Task set
A – In the recipe excerpt, why did the writer keep bringing lunch from home at the French office?
B – Transcribe everything in the recipe excerpt from "Excerpted from: Chocolate" down to "and four–letter words).".

Source
┌──
RECIPE TITLE "Chicken Salad with Peaches and Hazelnuts (SALADE DE POULET, PÊCHES & NOISETTES) "
Excerpted from: Chocolate and Zucchini: Daily Adventures in a Parisian Kitchen
Serves 4 as a main course, 6 to 8 as a starter --- easy
When I still worked in an office — before I joined the pajama workforce — I often brought my own lunch. It was a habit I had formed when I lived in the States and this was a widespread custom: I would join my coworkers in the bright orange company kitchen, and we would munch on our respective meals over a game of Boggle (I never once won, but it did enrich my English vocabulary with three– and four–letter words).
At my French office it was less common, and most of my colleagues walked to a nearby bistro for the plat du jour. This was quite pleasant and I joined them from time to time to catch up on office gossip, but for reasons of nutrition, cost, and variety, I still enjoyed putting together my little picnic in the morning.
└──
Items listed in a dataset
┌──
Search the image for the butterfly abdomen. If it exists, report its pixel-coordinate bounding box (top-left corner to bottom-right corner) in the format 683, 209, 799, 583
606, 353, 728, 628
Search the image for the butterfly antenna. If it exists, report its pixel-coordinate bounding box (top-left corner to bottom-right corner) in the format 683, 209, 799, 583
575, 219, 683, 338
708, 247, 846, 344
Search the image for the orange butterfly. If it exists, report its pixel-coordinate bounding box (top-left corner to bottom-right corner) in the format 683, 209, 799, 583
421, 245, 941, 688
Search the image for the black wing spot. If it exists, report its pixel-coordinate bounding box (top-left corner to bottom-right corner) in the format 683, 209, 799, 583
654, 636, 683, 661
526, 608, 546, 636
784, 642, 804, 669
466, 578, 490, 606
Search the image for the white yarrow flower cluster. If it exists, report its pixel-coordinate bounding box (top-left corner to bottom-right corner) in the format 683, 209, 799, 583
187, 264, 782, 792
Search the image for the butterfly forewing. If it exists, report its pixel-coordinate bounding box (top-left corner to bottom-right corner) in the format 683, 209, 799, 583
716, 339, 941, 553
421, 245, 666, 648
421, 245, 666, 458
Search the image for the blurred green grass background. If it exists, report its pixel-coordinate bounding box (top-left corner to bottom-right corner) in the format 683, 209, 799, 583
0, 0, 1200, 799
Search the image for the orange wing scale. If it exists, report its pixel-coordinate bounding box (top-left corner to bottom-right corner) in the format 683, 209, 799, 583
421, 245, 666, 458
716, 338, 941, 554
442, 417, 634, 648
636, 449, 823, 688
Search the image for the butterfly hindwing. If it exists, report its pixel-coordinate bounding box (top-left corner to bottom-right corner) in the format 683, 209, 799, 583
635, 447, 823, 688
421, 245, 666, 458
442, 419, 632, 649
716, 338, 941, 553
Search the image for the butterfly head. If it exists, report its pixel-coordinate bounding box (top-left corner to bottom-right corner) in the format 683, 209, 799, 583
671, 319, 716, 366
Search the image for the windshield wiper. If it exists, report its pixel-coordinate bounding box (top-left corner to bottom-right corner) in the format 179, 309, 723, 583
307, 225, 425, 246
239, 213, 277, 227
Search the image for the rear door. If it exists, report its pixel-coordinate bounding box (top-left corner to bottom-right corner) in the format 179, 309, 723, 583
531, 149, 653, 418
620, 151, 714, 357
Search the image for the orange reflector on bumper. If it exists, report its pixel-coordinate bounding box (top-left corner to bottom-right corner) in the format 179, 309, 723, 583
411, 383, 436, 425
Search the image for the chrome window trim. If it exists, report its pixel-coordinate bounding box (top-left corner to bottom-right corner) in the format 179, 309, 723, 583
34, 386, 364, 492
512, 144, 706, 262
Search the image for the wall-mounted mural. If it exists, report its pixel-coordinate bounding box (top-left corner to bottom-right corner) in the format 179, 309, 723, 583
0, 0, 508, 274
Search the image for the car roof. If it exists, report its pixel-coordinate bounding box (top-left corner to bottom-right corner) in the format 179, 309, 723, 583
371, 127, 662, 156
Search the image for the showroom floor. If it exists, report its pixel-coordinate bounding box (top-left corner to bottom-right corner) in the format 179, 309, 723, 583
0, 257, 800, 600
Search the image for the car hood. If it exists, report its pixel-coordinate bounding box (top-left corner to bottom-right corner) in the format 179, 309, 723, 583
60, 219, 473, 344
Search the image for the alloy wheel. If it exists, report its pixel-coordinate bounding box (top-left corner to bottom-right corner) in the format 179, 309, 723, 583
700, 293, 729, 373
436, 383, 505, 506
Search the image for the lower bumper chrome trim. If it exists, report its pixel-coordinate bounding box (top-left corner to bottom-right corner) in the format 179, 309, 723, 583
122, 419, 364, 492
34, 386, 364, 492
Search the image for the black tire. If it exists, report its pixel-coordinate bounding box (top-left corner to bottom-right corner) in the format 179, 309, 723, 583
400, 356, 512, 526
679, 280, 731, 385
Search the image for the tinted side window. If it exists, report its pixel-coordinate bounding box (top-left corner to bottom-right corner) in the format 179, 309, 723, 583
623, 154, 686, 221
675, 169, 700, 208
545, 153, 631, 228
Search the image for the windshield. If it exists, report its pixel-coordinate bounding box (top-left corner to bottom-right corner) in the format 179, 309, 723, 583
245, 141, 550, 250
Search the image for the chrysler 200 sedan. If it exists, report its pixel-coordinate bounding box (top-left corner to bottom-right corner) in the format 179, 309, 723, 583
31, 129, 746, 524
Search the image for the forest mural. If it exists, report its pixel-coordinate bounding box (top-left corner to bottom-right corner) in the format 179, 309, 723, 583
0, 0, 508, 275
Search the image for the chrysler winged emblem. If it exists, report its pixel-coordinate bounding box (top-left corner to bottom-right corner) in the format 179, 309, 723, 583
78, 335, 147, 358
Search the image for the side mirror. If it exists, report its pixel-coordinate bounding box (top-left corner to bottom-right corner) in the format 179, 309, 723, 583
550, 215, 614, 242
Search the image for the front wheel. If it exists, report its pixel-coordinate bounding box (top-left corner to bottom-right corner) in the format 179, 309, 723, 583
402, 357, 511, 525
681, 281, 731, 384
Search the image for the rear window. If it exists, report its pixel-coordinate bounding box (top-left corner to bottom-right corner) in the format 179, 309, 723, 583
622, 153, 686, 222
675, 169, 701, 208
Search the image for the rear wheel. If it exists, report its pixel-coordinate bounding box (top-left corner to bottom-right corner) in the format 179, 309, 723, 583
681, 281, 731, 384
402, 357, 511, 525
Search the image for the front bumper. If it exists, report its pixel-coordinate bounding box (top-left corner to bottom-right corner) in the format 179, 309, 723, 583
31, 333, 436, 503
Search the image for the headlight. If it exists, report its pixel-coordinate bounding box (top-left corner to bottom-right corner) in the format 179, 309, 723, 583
└──
Exercise answers
A – At the French office, most colleagues walked to a nearby bistro for the plat du jour. The writer still preferred to put together a little picnic each morning for reasons of nutrition, cost, and variety.

B –
Excerpted from: Chocolate and Zucchini: Daily Adventures in a Parisian Kitchen
Serves 4 as a main course, 6 to 8 as a starter --- easy
When I still worked in an office — before I joined the pajama workforce — I often brought my own lunch. It was a habit I had formed when I lived in the States and this was a widespread custom: I would join my coworkers in the bright orange company kitchen, and we would munch on our respective meals over a game of Boggle (I never once won, but it did enrich my English vocabulary with three– and four–letter words).